Copy the court report starting at "United States District" and ending at "L.L.C., ET AL.", renaming "DUCOTE" to "DOUCET" everywhere it occurs.

* PAGE EXCERPT *
· · ·

United States District Court, W.D. Louisiana, Monroe Division

October 30, 2018

RONNIE DUCOTE AND TINA DUCOTE
v.
LOUISIANA SOUTHERN RAILROAD, L.L.C., ET AL.

          TERRY A. DOUGHTY MAG. JUDGE

          REPORT AND RECOMMENDATION

          KAREN L. HAYES UNITED STATES MAGISTRATE JUDGE.

         On April 27, 2018, defendant, Louisiana Southern Railroad, L.L.C., (“LSR”) removed this matter to federal court on the basis of diversity jurisdiction, 28 U.S.C. § 1332. (Notice of Removal). On August 30, 2018, in response to court order, LSR filed an amended notice of removal in an attempt to redress deficient jurisdictional allegations regarding its citizenship. See doc. #s 18, 20-22. In so doing, however, LSR conceded that it had been unable to allege the members/partners of all the limited liability companies (“LLCs”)[1] and limited partnerships[2] that comprised its organizational chain of membership, and therefore, requested additional time to conduct jurisdictional discovery, and for leave to file a further amended and supplemental notice of removal. [doc. # 26]. The court granted the motion. [doc. # 27].

· · ·

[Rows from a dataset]
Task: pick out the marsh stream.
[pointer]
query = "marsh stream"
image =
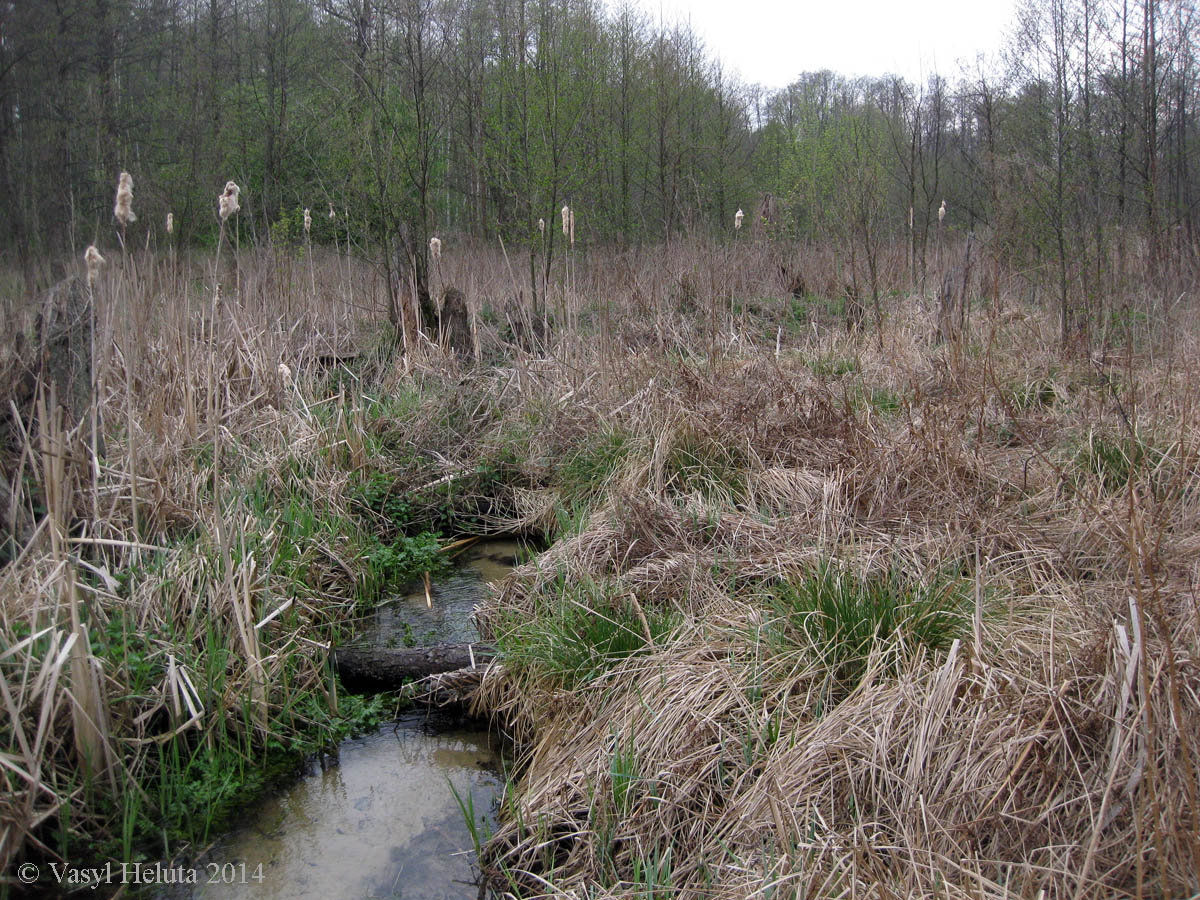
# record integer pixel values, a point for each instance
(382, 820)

· · ·

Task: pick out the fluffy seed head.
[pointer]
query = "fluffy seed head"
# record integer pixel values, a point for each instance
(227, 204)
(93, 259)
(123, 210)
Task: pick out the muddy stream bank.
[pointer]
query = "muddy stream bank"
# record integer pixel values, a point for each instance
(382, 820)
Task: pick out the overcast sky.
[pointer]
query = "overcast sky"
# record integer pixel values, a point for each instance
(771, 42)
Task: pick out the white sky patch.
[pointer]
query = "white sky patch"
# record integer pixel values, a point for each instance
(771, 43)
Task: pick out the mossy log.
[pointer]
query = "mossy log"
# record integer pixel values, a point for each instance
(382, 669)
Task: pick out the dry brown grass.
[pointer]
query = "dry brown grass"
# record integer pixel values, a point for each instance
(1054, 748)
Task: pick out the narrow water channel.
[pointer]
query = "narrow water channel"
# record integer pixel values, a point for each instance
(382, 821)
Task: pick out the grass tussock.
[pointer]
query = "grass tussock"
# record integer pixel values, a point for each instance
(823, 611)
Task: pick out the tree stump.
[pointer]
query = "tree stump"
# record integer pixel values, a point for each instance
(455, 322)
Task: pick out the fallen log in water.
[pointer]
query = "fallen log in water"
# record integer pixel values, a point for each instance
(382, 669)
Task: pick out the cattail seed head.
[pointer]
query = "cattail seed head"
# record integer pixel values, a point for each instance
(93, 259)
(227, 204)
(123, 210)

· · ·

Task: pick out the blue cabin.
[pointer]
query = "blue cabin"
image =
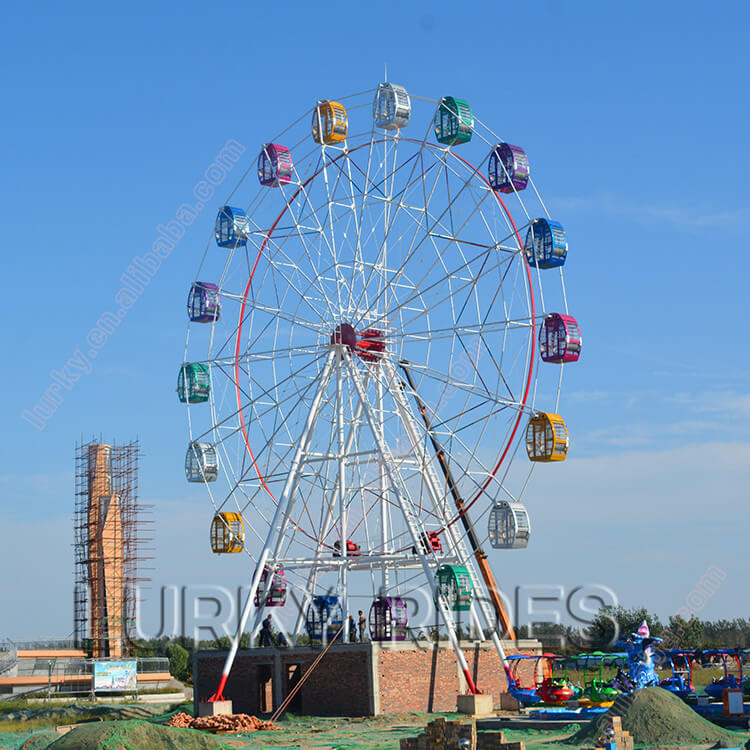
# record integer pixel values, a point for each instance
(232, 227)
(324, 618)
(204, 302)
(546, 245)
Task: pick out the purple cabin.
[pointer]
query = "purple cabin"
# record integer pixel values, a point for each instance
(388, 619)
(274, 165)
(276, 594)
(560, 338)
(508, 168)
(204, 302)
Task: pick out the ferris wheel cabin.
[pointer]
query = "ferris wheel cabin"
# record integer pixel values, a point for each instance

· · ·

* CORRECT RESPONSE *
United States District Court, W.D. Louisiana, Monroe Division

October 30, 2018

RONNIE DOUCET AND TINA DOUCET
v.
LOUISIANA SOUTHERN RAILROAD, L.L.C., ET AL.